▶ _AIM OF THE TASK_
Copy out every line of the data where the word "honey" is found.

*** DATA PROVIDED ***

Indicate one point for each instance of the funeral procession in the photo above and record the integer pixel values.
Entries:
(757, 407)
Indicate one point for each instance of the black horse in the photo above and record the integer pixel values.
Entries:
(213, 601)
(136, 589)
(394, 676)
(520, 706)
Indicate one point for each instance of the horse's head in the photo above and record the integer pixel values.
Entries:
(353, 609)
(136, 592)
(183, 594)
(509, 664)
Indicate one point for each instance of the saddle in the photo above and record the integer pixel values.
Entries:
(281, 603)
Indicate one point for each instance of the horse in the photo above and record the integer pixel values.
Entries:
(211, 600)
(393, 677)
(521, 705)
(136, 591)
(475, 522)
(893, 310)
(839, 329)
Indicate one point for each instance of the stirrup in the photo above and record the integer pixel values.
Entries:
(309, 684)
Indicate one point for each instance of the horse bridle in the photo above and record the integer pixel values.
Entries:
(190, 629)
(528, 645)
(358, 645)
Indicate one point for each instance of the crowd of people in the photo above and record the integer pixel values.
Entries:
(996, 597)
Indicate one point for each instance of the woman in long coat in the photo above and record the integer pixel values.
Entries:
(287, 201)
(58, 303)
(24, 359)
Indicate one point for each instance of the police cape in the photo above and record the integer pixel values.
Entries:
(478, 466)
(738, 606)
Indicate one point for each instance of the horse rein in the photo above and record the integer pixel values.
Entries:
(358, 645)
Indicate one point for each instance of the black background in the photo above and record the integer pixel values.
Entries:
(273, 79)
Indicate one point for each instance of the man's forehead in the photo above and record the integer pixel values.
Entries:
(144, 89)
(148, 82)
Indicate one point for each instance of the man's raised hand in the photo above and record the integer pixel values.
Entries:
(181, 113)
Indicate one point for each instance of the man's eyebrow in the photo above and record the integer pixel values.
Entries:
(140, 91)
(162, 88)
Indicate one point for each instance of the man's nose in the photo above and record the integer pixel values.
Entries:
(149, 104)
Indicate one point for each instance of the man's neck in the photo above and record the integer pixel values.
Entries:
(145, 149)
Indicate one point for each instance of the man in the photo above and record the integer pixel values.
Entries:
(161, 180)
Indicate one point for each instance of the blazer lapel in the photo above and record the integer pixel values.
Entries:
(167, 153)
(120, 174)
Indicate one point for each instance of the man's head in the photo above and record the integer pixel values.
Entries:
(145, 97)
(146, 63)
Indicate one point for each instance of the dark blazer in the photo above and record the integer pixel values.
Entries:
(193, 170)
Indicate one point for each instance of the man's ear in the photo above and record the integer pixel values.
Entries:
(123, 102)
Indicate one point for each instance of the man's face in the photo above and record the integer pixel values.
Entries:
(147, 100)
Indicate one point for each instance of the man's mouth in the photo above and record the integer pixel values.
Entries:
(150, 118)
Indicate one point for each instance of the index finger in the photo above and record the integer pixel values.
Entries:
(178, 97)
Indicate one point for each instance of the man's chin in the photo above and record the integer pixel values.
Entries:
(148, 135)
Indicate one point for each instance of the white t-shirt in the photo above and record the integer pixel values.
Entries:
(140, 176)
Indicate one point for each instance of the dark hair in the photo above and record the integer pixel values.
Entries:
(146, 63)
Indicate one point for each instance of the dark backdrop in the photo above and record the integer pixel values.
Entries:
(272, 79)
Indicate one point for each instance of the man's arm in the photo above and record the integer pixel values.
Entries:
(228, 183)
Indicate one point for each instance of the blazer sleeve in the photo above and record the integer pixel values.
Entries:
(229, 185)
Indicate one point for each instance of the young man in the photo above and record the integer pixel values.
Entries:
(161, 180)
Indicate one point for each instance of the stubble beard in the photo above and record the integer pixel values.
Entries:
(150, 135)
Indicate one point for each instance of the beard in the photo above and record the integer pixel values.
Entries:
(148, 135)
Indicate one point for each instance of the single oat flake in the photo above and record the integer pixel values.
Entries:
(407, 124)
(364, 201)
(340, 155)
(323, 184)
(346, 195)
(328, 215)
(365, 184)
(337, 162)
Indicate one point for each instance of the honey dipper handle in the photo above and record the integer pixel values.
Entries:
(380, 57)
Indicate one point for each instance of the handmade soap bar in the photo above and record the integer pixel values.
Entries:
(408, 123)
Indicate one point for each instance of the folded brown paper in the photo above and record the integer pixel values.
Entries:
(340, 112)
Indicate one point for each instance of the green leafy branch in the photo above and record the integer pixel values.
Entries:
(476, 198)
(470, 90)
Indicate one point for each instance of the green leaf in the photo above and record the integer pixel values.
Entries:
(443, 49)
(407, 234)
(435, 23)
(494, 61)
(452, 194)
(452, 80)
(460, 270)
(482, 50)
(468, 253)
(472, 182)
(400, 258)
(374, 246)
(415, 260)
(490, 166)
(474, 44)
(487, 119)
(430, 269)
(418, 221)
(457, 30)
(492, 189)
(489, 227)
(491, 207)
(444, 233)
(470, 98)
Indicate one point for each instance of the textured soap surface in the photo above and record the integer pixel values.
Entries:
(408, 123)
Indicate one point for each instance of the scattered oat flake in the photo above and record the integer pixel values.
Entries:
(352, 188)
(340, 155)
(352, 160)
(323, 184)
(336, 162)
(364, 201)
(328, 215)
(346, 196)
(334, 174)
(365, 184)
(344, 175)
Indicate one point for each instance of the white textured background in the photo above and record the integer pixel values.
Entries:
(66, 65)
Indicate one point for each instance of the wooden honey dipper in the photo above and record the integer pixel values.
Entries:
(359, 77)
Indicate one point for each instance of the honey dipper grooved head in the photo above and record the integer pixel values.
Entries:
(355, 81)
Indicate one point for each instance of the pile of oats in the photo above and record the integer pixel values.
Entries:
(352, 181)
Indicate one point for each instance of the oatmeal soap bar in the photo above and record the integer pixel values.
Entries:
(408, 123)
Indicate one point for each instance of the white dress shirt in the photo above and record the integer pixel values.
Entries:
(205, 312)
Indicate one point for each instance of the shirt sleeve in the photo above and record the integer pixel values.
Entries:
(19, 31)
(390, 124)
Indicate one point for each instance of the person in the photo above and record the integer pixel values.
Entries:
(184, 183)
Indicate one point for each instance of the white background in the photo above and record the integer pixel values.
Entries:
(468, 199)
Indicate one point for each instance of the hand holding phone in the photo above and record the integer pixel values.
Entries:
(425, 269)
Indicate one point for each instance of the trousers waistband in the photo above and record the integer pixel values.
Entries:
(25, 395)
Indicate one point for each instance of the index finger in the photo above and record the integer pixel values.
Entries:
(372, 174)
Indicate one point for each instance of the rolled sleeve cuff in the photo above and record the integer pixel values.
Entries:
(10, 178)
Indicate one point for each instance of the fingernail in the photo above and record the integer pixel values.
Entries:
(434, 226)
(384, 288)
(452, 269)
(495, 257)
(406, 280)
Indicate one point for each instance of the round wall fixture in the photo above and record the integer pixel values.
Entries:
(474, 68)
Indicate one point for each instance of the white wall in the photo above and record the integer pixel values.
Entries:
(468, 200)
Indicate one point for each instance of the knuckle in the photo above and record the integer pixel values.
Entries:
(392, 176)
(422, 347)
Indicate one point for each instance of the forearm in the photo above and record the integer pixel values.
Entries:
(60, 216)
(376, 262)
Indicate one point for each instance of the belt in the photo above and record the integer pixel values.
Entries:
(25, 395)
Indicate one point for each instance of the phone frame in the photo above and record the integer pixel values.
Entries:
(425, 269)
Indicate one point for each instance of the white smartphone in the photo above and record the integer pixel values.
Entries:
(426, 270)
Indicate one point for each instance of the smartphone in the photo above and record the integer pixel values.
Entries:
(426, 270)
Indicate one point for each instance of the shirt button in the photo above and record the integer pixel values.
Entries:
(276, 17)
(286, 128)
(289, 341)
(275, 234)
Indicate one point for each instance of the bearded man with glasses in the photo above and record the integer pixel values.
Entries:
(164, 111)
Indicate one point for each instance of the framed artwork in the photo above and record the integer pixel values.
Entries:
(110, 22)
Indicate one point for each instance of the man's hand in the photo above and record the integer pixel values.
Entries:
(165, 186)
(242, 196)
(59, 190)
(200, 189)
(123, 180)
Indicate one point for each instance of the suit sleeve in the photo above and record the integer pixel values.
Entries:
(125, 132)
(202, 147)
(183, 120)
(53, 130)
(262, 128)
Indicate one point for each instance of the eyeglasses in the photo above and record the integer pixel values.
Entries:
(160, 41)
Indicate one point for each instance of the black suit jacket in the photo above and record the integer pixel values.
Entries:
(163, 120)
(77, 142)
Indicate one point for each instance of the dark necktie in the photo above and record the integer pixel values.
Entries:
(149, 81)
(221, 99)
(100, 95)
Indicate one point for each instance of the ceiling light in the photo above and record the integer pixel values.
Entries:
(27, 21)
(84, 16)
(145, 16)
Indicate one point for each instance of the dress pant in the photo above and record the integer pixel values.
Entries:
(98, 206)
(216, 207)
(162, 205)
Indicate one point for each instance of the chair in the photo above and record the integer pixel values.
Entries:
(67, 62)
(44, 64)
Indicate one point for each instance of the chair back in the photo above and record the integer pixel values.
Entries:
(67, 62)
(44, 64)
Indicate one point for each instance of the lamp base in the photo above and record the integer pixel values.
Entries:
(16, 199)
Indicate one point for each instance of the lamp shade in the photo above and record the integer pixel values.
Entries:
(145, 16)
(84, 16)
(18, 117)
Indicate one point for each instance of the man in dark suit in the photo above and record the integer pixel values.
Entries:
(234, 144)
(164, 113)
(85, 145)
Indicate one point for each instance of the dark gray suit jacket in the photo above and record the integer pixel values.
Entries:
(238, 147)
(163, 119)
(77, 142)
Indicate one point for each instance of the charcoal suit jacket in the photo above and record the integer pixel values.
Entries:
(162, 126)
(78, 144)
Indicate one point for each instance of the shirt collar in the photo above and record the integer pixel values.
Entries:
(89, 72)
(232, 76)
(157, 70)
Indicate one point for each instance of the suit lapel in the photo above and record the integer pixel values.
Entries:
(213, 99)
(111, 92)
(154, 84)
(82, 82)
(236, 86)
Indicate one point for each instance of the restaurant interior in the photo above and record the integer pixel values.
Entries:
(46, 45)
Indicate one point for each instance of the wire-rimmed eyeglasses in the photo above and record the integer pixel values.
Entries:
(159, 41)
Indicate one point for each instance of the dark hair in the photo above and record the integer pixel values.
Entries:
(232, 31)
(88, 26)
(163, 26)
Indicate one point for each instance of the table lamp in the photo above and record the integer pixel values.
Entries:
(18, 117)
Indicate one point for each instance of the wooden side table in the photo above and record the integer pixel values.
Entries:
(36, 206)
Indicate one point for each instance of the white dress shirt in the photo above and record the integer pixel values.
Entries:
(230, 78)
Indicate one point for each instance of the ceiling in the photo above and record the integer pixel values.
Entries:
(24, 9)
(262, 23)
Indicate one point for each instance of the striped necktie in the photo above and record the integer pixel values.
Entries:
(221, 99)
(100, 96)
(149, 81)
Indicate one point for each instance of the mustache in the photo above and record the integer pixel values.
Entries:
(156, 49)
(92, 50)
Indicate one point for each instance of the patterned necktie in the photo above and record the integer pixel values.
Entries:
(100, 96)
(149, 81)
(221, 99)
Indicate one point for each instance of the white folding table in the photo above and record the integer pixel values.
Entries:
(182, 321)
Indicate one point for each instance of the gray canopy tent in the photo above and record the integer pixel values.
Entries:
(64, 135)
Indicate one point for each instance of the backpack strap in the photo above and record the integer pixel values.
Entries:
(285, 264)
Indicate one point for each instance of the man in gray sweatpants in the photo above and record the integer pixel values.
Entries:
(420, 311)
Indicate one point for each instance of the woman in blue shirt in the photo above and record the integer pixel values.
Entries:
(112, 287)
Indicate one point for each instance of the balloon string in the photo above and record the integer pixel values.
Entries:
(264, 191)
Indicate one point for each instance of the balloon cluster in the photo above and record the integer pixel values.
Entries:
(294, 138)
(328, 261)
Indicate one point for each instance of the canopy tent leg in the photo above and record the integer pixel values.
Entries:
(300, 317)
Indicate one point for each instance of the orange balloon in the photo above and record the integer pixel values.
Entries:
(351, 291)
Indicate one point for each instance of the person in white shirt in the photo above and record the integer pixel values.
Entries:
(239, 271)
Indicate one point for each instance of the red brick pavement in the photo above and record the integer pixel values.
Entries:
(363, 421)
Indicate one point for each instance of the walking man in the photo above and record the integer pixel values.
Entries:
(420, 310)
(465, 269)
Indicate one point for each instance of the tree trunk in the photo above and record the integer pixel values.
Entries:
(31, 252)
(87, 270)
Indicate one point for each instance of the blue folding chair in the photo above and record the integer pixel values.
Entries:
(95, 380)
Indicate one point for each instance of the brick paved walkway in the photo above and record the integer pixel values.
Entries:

*** End of DATA PROVIDED ***

▶ _EXERCISE SOLUTION_
Indicate one point for each instance of the honey dipper handle in the photo above and record the integer pixel values.
Indicate one point for each instance of the wooden honey dipper in the photo above and record the integer pixel values.
Indicate one point for each instance of the honey dipper grooved head in the photo above and record the integer pixel values.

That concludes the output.